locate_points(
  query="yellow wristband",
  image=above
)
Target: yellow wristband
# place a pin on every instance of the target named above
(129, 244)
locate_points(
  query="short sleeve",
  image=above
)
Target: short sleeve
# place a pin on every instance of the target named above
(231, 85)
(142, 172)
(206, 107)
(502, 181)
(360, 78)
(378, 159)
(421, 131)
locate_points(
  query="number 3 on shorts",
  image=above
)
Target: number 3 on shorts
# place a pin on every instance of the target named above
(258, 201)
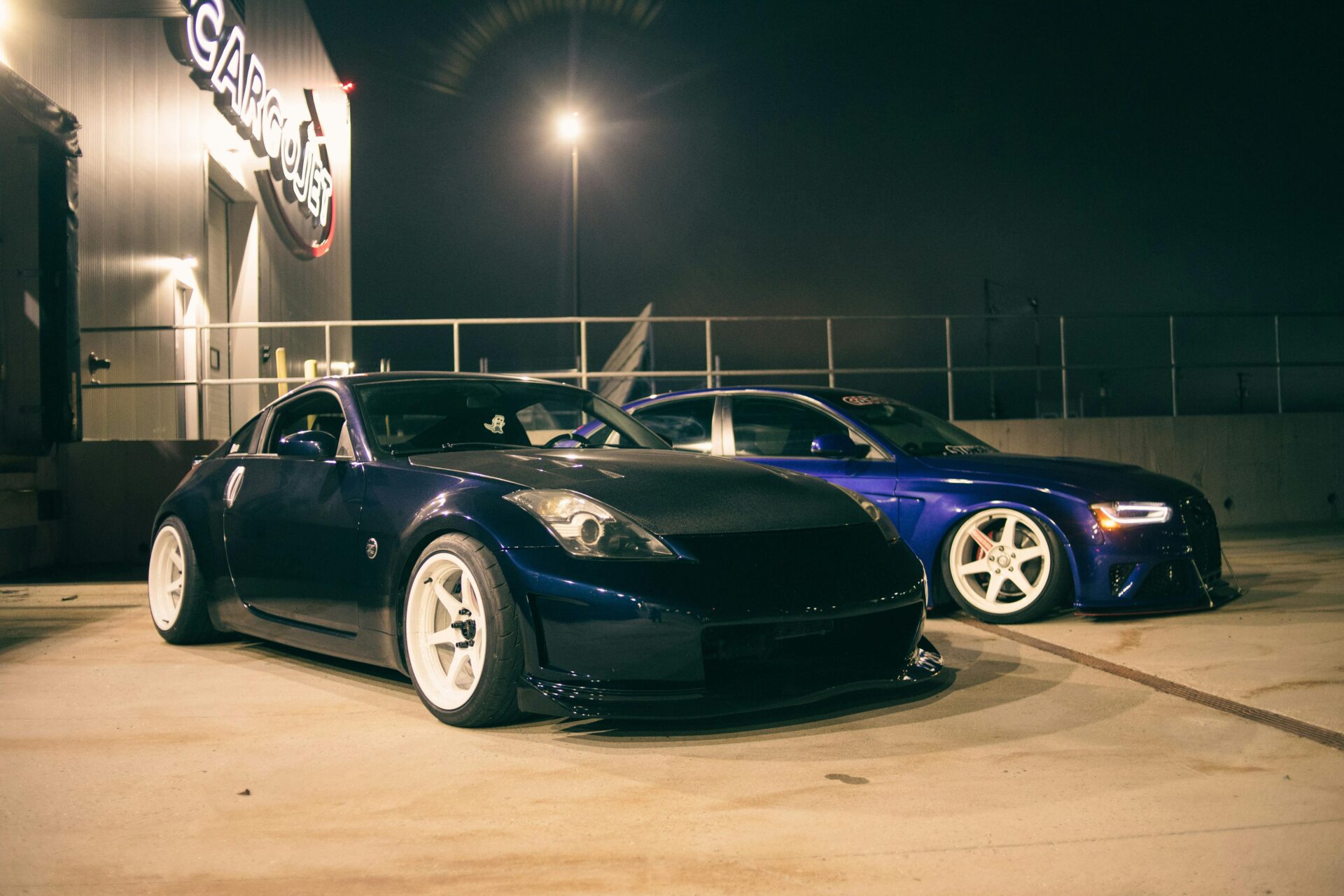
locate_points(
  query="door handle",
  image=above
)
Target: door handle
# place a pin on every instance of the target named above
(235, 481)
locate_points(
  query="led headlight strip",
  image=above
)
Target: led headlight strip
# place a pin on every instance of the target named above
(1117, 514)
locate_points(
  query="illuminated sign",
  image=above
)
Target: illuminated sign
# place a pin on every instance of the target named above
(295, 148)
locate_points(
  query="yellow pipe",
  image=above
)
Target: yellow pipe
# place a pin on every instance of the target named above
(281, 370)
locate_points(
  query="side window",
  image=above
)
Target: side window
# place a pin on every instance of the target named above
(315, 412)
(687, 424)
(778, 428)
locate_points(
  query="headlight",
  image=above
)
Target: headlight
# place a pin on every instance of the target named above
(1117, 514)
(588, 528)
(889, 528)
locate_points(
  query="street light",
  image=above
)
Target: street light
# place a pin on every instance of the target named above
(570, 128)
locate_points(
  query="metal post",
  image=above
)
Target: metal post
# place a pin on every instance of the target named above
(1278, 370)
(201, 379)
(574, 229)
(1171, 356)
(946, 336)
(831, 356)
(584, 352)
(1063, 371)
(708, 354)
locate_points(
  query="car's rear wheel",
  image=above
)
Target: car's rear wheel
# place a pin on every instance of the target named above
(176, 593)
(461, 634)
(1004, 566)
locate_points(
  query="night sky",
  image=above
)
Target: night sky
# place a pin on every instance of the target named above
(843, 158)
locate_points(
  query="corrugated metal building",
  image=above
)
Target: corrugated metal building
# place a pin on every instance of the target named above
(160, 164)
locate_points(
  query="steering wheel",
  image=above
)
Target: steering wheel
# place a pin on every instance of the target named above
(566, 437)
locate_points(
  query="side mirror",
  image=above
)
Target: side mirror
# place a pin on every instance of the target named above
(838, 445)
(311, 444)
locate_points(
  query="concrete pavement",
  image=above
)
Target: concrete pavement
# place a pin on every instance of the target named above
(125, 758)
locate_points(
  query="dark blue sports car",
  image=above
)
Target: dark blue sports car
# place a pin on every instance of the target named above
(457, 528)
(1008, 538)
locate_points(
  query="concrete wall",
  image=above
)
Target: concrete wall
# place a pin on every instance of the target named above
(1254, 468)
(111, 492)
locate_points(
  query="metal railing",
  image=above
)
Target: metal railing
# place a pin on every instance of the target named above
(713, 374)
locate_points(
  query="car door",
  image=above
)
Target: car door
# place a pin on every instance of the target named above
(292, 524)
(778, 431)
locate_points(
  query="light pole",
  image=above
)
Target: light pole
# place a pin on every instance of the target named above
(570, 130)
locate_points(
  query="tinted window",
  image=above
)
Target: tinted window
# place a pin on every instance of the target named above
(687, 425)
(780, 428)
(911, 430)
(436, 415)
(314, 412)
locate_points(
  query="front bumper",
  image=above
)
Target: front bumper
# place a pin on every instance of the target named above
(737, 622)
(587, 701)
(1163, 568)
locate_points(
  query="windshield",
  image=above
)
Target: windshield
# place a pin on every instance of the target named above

==

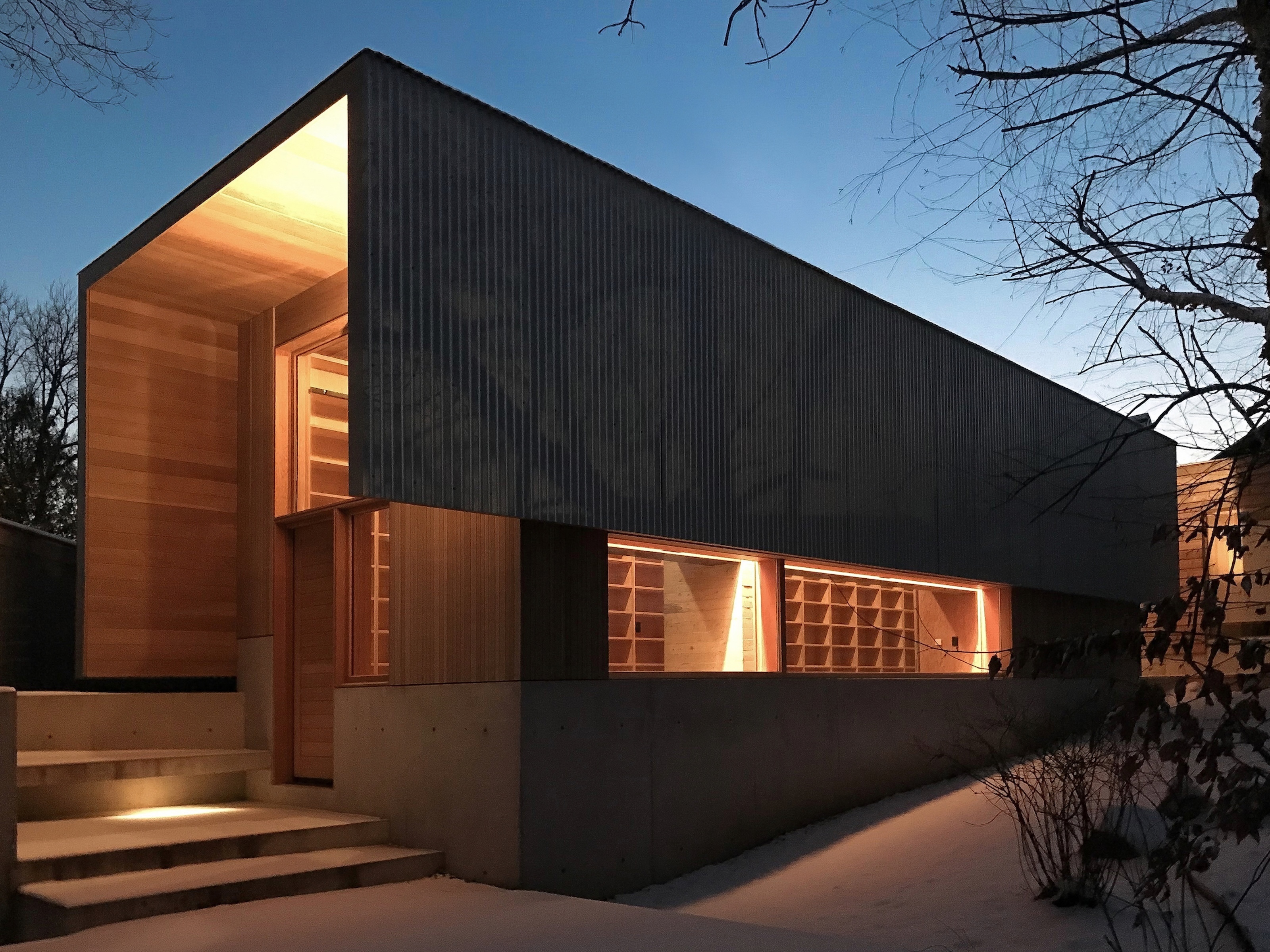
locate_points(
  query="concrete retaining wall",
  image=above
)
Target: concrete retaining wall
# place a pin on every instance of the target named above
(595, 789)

# What you are asked to do:
Find each line in the material that contains the string "wristband" and copy those lines out.

# Worked answer:
  query="yellow wristband",
Target: yellow wristband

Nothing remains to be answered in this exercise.